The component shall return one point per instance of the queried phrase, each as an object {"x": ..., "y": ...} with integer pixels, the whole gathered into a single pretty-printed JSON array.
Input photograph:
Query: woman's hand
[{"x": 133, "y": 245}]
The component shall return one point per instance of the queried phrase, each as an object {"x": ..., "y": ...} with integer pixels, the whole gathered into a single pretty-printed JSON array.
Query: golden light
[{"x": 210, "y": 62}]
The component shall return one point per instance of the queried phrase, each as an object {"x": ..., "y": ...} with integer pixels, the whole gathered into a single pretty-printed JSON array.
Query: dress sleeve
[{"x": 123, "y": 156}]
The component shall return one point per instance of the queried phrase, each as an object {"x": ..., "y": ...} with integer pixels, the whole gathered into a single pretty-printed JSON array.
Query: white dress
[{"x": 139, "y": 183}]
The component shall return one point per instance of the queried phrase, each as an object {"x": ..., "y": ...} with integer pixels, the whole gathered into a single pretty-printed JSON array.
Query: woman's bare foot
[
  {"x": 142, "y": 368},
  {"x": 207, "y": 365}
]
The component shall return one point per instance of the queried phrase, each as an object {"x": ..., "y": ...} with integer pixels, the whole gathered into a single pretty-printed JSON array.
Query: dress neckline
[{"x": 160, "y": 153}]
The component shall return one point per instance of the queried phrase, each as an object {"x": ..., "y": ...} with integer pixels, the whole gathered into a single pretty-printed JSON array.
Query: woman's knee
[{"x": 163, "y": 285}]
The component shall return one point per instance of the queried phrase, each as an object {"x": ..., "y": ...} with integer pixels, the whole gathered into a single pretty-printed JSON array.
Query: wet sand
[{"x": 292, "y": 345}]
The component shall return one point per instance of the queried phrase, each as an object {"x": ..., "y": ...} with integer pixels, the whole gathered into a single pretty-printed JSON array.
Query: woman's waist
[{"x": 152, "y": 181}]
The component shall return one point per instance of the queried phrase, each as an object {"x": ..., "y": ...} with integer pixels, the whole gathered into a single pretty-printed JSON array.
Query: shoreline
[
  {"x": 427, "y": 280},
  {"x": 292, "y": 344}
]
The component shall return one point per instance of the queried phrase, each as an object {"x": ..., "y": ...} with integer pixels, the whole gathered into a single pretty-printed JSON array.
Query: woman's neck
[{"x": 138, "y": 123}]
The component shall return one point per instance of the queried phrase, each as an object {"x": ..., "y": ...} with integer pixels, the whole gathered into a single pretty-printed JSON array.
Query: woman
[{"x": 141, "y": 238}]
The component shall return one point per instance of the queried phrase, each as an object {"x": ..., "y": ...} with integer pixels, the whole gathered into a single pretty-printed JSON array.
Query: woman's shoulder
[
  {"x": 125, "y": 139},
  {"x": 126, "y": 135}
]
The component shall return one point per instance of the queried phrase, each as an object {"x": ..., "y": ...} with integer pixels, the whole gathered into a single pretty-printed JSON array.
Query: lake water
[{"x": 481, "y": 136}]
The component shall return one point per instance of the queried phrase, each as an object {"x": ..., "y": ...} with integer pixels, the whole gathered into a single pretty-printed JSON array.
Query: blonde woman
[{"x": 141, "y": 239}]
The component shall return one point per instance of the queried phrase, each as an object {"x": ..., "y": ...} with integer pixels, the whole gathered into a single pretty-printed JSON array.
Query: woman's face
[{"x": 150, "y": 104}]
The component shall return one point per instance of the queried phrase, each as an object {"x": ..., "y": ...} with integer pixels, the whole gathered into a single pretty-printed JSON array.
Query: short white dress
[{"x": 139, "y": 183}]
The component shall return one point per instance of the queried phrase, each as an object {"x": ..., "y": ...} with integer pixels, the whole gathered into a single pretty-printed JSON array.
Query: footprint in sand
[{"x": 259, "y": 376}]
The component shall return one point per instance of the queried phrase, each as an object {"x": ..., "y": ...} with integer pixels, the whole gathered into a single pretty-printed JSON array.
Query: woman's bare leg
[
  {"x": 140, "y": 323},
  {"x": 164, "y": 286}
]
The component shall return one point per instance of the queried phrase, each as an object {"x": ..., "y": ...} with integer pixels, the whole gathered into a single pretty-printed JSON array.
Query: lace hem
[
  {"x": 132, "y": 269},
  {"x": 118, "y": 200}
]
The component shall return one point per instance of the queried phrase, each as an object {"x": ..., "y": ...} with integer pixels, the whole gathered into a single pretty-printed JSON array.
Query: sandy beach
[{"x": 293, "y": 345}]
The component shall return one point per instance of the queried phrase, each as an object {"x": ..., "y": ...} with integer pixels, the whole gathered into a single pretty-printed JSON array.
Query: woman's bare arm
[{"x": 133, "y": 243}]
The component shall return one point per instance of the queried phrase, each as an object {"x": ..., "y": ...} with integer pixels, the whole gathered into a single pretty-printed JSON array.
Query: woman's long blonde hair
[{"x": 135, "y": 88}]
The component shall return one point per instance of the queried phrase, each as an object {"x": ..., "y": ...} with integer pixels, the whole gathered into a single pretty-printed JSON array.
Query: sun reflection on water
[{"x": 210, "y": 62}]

● ● ● ● ● ● ●

(THE PROBLEM):
Please count the lines in the records that contain the word "dress", and reply with only that number.

(SOLUTION FOR THIS PROBLEM):
4